## [EXERCISE]
Only an exact copy of the lines beginning at the one that contains "Placement rule: one" and ending at the last line of the records below counts as the answer.

## [DATA RECORDS]
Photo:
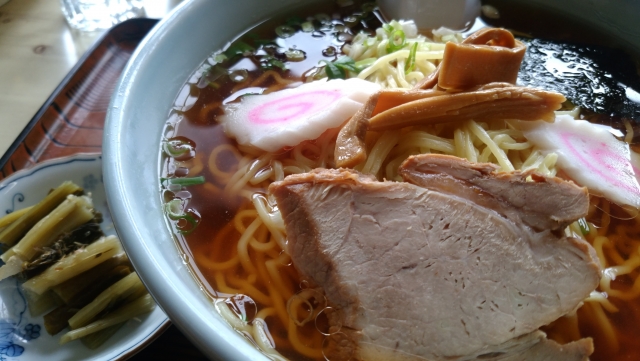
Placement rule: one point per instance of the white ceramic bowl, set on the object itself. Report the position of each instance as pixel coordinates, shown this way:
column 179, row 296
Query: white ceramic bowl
column 140, row 106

## [ANSWER BOX]
Placement rule: one point per instance of the white ceramic bowl, set on the object itself. Report the position of each instance as pixel coordinates, shown this way:
column 179, row 296
Query: white ceramic bowl
column 140, row 106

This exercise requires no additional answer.